» Problem statement: Set out the material below as a numbered list, leaving out any blank lines.

» Records for processing:
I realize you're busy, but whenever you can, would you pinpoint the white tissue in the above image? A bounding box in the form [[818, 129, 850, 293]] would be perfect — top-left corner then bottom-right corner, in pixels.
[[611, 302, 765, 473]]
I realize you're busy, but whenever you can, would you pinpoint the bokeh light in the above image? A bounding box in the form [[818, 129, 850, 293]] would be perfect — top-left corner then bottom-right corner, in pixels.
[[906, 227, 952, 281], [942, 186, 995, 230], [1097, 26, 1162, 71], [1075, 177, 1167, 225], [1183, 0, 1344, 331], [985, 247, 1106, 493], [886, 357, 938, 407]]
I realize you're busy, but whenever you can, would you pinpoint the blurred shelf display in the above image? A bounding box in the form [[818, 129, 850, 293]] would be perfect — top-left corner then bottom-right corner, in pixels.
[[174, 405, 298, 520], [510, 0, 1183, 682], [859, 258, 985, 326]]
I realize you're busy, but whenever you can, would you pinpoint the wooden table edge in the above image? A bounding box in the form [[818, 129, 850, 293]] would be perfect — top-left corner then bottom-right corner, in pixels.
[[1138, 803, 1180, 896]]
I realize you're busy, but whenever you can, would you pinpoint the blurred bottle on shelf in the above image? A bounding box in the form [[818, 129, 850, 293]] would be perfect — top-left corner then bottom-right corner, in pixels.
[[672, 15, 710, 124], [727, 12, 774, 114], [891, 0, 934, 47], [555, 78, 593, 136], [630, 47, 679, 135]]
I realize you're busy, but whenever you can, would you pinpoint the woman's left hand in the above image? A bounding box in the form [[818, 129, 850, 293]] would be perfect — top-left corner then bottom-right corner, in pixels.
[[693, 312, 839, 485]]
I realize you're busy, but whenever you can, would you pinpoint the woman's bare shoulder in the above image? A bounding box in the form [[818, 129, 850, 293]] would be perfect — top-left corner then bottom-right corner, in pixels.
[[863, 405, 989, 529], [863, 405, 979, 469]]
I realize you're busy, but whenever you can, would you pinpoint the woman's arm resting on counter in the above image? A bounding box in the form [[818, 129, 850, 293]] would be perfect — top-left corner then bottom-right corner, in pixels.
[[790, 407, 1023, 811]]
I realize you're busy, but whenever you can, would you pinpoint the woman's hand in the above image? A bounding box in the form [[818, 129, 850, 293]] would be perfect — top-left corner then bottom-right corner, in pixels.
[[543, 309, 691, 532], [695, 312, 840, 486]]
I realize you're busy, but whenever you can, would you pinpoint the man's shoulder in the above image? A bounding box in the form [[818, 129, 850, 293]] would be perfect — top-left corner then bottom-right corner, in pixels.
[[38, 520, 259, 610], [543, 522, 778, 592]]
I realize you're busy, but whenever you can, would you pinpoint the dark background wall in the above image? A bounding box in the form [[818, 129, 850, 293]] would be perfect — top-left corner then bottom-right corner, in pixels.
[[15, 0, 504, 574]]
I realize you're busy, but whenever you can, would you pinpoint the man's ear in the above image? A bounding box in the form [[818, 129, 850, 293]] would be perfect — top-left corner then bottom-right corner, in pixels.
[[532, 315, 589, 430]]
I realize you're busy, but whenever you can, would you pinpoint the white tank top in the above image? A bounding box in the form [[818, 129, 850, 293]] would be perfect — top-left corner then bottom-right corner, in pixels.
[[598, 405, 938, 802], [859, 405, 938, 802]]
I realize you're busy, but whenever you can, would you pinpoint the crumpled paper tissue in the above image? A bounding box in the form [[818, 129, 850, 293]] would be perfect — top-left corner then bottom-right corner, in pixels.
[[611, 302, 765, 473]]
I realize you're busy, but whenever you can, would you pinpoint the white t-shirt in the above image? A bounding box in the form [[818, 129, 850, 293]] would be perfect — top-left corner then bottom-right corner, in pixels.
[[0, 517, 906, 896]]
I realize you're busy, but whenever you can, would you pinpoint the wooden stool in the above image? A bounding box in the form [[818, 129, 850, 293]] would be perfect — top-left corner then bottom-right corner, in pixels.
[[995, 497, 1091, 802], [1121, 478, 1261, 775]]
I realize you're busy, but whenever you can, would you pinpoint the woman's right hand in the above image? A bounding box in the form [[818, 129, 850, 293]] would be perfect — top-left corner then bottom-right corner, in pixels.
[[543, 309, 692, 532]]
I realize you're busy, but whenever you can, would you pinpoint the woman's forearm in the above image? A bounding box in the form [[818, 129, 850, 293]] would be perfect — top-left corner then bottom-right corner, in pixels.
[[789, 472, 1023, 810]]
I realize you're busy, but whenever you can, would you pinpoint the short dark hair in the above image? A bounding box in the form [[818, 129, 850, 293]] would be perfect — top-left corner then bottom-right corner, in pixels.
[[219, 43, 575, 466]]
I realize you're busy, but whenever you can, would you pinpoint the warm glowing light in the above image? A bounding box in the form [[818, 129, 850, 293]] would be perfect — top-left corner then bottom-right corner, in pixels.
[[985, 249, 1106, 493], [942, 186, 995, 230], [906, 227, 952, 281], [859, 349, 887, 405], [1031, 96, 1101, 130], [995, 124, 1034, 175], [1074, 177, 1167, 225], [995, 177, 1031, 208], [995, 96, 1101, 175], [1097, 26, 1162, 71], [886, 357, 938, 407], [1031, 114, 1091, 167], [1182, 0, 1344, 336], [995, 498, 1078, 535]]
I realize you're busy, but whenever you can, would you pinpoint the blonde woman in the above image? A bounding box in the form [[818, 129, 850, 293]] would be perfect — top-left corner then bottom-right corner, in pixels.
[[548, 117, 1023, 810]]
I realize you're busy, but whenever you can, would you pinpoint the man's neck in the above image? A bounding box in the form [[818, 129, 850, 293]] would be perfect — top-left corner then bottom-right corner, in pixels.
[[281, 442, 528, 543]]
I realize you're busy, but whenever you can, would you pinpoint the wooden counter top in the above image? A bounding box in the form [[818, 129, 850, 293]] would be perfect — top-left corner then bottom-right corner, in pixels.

» Solution for this exercise:
1. I realize you're busy, but whenever you can, would you pinpoint the white tissue in the above image? A bounding box in the form [[818, 129, 850, 293]] would be perfect — top-left corner then bottom-right corner, in pixels.
2. [[611, 302, 765, 473]]
3. I realize you're busy, but whenever you can, would you pinpoint the bokeh light in the above image? A bounding box in the form [[818, 129, 850, 293]] would be perfect — top-left corner then bottom-right corner, in pixels.
4. [[906, 227, 952, 281], [942, 186, 995, 230], [1097, 26, 1162, 71], [1075, 177, 1167, 225], [1183, 0, 1344, 331], [985, 247, 1106, 493], [886, 357, 938, 407]]
5. I realize you're busy, but whenever you can, would you pinpoint the blurred shelf display in the above image? A bounding box in the form [[818, 129, 850, 293]] would be perfect — top-left corner then bottom-right corner, in pixels.
6. [[174, 405, 298, 520], [510, 0, 1183, 682], [859, 258, 985, 326]]
7. I realize you're busy, but whenever you can, would you pinpoint the wooden table edge in the above image? A bounding box in the form [[818, 129, 850, 293]] would be perfect — top-left corner then bottom-right corner, in pixels.
8. [[1138, 803, 1180, 896]]
9. I realize you're busy, but whenever you can, would you pinpoint the blurred bottle on shelf in the above image? A bounding box in the form [[818, 129, 850, 293]] would be perfect — top-left corner then bottom-right corner, in pixels.
10. [[672, 15, 710, 124], [727, 12, 774, 114], [891, 0, 934, 47], [555, 78, 593, 136], [630, 47, 679, 135]]
11. I realize you're busy, but whenever you can, would you pinpoint the woman's left hand in the above image? A bounding box in the form [[818, 129, 850, 293]] would be perfect — top-left corner then bottom-right corner, in pixels.
12. [[693, 312, 839, 485]]
13. I realize you're busy, but whenever you can, would you pinpoint the woman's bare shoulder in the above image? A bounding box in the form [[818, 129, 850, 293]] would be perfect — top-left corner then bottom-right corner, in pixels.
14. [[863, 405, 989, 529], [863, 405, 979, 469]]
15. I realize you're busy, but whenever you can, would you pinpoint the woman's arm resting on counter in the above image? A bounding box in the form [[818, 129, 850, 293]] would be perfect — top-left corner then bottom-right corner, in pixels.
16. [[790, 407, 1023, 811]]
17. I realize you're busy, but whenever you can, would you pinpoint the woman's hand in the above image? A bounding box in the form [[818, 129, 850, 293]] would be perfect — top-left corner then bottom-right corner, in pixels.
18. [[543, 309, 691, 532], [695, 312, 840, 486]]
19. I realize you're busy, but whenever you can, would you pinpoint the man's shoulder in the above image? A bounding box in the form [[818, 129, 850, 293]] would be perfect — top-left corner then bottom-right corner, in pixels.
20. [[38, 520, 259, 610], [543, 522, 778, 592]]
21. I realize you're busy, but whenever you can, would you pinpoint the dark background wall in the above image? A bounding box in the form [[818, 129, 850, 293]] would be perfect — top-left corner then bottom-right corner, in pixels.
22. [[15, 0, 504, 574]]
23. I realize you're busy, but whenever you can, would you pinpoint the man's ear in the above image? A bounding box in the form [[818, 129, 850, 293]] would be perfect — top-left corner then bottom-right corner, in pixels.
24. [[532, 315, 589, 430]]
25. I realize you're busy, but whenever you can, would you pinpoint the white tank top in the above image? A bounding box in the form [[818, 129, 850, 293]] would be perfect — top-left corner then bottom-right corner, in pixels.
26. [[598, 405, 938, 802], [859, 405, 938, 802]]
27. I realize you're busy, but whenever you can, would you pinpoint the crumpled paper tissue in the above image? A bounding box in the form [[818, 129, 850, 293]] would be perfect — top-left corner then bottom-right corner, in pixels.
28. [[611, 302, 765, 473]]
29. I realize you're busy, but whenever you can, would you pinpoint the white t-shirt in the above image? A bounding box in the form [[818, 129, 850, 293]] would be perfect — top-left corner then bottom-right corner, in pixels.
30. [[0, 517, 906, 896]]
31. I realize you're busy, but whenever you can, would you pinpoint the wooden stool in the above image? A bounding box in the form [[818, 129, 850, 293]] would be perfect — top-left corner then bottom-right corner, in pixels.
32. [[995, 497, 1091, 802], [1121, 478, 1261, 775]]
33. I realize you're busy, but whenever you can, would you pinpoint the woman's right hand in the above image? A bounding box in the form [[818, 129, 850, 293]] would be perfect — top-left corner then bottom-right corner, in pixels.
34. [[543, 309, 692, 532]]
35. I realize you're busy, but whenever you can, would you pinpoint the woman's forearm in the above image? A bounding box in the form [[818, 129, 850, 293]] would be perfect — top-left corner then bottom-right corner, in pixels.
36. [[789, 472, 1023, 810]]
37. I realize you're busy, but whenever you can, would you pinpoint the short dark hair in the above image? A bounding box in the form [[818, 129, 850, 293]] would be perfect — top-left corner then bottom-right corner, in pixels.
38. [[219, 43, 575, 466]]
39. I realize you're busy, but whenever you can, would you pinpoint the warm glowing light in the above image? A bounding box in the form [[818, 129, 850, 293]] would be perfect — top-left corner then bottom-right corner, in pixels.
40. [[985, 249, 1106, 493], [942, 186, 995, 230], [906, 227, 952, 281], [859, 349, 887, 405], [1031, 96, 1101, 130], [995, 124, 1034, 175], [1074, 177, 1167, 225], [995, 177, 1031, 208], [995, 96, 1101, 175], [1097, 26, 1162, 71], [886, 357, 938, 407], [1031, 114, 1091, 167], [1182, 0, 1344, 336], [995, 498, 1078, 535]]
41. I realize you're busy, but whenever you can, would you pinpoint the blonde woman in the above image? A bounding box in the form [[818, 129, 850, 293]] would be perfect — top-left corner then bottom-right corner, in pixels.
42. [[548, 117, 1023, 810]]
43. I realize you're busy, but whenever you can, would you pinpoint the man's neck in the above image? A bounding box in the form [[818, 129, 850, 293]] would be perfect — top-left corner then bottom-right corner, in pixels.
44. [[281, 442, 528, 543]]
45. I realize you're busy, but whenever you can, would you pinpoint the wooden counter top in the above image? A bounding box in the form [[818, 129, 850, 293]] would be perfect — top-left corner then bottom-right corner, in pixels.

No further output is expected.